* [Source document]:
Segment Open
# Data Validation with TensorFlow Data Validation (TFDV)
Data validation is the process of examining data to ensure that they can be properly input before training (training data) or inference (serving data).
One way to gain confidence in the validity of data is to prove conformance to a given formal specification.

[TensorFlow Data Validation](https://github.com/tensorflow/data-validation) (TFDV) is a library for exploring and validating machine learning data. It is designed to be highly scalable and to work well with TensorFlow and TensorFlow Extended (TFX). Below is a simple example of data validation with TFDV.

NB: This notebook's runtime type is Python 2.

## Set-up

In [1]:
!apt-get install python-dev python-snappy

Reading package lists... Done
Building dependency tree       
Reading state information... Done
python-dev is already the newest version (2.7.15~rc1-1).
Segment Closed
* [Directive 1]: According to the TFDV notebook, what is TensorFlow Data Validation?
* [Directive 2]: Echo the TFDV notebook word for word, starting at "One way to gain" and ending at "is Python 2.".

* [Records provided]:
Segment Open
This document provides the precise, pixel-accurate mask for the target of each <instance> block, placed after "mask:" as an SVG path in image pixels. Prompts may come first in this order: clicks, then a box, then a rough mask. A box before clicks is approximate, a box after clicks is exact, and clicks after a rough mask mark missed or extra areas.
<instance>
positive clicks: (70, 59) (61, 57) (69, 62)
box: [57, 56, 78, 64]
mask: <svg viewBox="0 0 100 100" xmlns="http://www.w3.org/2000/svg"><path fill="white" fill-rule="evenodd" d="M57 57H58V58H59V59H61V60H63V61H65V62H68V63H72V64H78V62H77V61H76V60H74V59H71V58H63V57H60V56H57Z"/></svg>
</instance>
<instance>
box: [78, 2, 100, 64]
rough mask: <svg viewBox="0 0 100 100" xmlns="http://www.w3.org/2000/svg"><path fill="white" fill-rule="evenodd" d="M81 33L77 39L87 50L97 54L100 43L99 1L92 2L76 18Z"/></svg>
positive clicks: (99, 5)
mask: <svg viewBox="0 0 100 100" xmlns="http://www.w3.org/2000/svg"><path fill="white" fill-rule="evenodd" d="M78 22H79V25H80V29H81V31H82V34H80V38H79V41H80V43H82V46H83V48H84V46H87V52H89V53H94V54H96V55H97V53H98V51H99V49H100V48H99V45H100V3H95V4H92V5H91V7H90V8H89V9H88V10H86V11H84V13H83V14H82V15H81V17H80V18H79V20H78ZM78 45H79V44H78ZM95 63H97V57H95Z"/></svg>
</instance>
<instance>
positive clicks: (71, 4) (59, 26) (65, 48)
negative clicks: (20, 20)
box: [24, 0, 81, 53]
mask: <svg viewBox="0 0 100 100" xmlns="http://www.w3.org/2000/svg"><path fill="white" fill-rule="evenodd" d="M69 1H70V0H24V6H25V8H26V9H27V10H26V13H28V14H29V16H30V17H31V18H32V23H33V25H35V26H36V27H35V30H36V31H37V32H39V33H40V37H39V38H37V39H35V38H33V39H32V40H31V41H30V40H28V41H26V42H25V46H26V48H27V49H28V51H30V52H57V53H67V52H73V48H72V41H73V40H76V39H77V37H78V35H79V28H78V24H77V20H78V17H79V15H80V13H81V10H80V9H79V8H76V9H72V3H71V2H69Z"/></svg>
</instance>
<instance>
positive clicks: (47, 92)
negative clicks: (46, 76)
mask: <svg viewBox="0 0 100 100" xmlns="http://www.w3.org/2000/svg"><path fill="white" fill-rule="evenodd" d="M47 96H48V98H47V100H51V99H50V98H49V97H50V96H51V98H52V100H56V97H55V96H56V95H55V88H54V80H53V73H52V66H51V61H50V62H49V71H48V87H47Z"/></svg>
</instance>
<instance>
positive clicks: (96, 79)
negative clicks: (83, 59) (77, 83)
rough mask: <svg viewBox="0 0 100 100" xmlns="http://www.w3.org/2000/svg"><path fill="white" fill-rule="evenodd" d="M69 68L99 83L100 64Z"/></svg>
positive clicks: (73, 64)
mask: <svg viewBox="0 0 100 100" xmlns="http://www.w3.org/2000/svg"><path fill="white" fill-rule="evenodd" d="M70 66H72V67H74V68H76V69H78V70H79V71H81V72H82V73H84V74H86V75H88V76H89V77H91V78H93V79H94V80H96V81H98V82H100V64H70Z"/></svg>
Segment Closed
* [Exercise solution 1]: A library for exploring and validating machine learning data.

* [Exercise solution 2]:
One way to gain confidence in the validity of data is to prove conformance to a given formal specification.

[TensorFlow Data Validation](https://github.com/tensorflow/data-validation) (TFDV) is a library for exploring and validating machine learning data. It is designed to be highly scalable and to work well with TensorFlow and TensorFlow Extended (TFX). Below is a simple example of data validation with TFDV.

NB: This notebook's runtime type is Python 2.